§ **WHAT THE EXERCISE ASKS**: Copy out every line of the records in which "woman" can be found.

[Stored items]
-*-*-

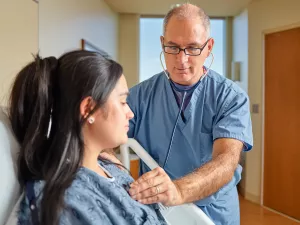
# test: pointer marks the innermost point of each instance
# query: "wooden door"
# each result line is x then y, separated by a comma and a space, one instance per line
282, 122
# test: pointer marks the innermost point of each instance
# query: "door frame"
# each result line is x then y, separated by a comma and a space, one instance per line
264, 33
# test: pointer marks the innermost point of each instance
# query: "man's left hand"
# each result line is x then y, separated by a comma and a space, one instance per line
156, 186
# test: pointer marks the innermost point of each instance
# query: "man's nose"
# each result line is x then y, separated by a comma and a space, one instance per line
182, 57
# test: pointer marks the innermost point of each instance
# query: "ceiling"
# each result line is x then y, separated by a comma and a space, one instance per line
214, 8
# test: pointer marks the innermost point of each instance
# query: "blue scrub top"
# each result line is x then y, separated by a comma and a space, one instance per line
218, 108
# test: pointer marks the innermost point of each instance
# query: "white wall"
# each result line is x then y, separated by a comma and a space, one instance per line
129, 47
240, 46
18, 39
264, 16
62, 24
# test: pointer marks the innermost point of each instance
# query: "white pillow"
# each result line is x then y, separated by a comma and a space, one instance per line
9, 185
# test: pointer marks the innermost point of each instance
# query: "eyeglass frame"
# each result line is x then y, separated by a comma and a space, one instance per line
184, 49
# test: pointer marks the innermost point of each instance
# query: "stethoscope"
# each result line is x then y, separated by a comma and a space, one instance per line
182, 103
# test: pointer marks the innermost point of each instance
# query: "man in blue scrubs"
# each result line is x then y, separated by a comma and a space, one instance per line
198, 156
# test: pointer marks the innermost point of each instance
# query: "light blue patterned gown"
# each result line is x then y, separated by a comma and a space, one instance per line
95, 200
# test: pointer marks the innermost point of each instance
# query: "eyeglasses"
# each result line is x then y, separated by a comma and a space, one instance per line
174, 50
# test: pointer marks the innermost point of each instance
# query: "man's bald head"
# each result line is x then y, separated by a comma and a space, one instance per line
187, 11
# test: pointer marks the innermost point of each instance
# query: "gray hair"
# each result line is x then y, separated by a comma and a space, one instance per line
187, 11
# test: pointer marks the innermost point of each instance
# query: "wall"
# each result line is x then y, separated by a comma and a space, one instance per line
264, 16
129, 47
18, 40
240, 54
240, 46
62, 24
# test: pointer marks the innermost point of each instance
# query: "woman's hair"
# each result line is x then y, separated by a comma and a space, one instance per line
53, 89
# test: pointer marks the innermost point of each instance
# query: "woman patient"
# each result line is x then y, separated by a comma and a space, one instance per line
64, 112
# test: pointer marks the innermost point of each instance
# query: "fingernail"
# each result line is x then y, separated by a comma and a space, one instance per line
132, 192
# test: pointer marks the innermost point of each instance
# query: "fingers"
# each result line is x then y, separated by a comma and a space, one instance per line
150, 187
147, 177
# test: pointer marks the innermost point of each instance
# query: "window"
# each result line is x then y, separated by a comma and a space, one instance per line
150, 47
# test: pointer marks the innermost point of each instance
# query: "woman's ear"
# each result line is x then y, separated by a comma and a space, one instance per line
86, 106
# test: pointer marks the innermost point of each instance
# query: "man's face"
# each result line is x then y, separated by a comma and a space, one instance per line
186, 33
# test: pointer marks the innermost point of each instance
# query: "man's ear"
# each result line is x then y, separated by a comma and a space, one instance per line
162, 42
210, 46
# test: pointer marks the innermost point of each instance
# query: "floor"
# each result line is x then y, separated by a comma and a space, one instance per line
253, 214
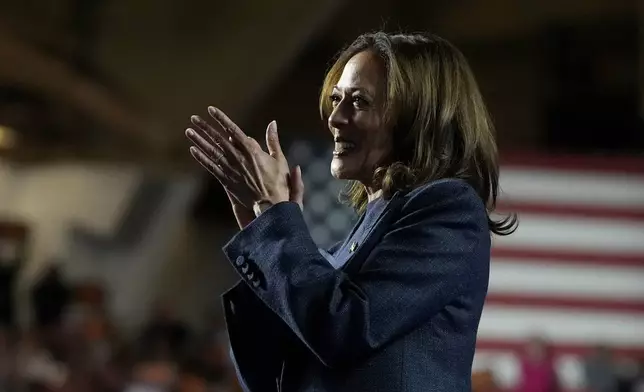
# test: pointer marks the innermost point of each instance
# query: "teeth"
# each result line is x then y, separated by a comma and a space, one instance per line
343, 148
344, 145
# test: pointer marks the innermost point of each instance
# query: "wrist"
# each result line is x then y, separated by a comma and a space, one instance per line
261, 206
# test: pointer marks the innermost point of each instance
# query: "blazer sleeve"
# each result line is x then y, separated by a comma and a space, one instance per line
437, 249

-*-*-

§ **ANSWER FOR THIS EXERCISE**:
# query: "woman's hair"
# query: "woman patient"
# query: "woman's ear"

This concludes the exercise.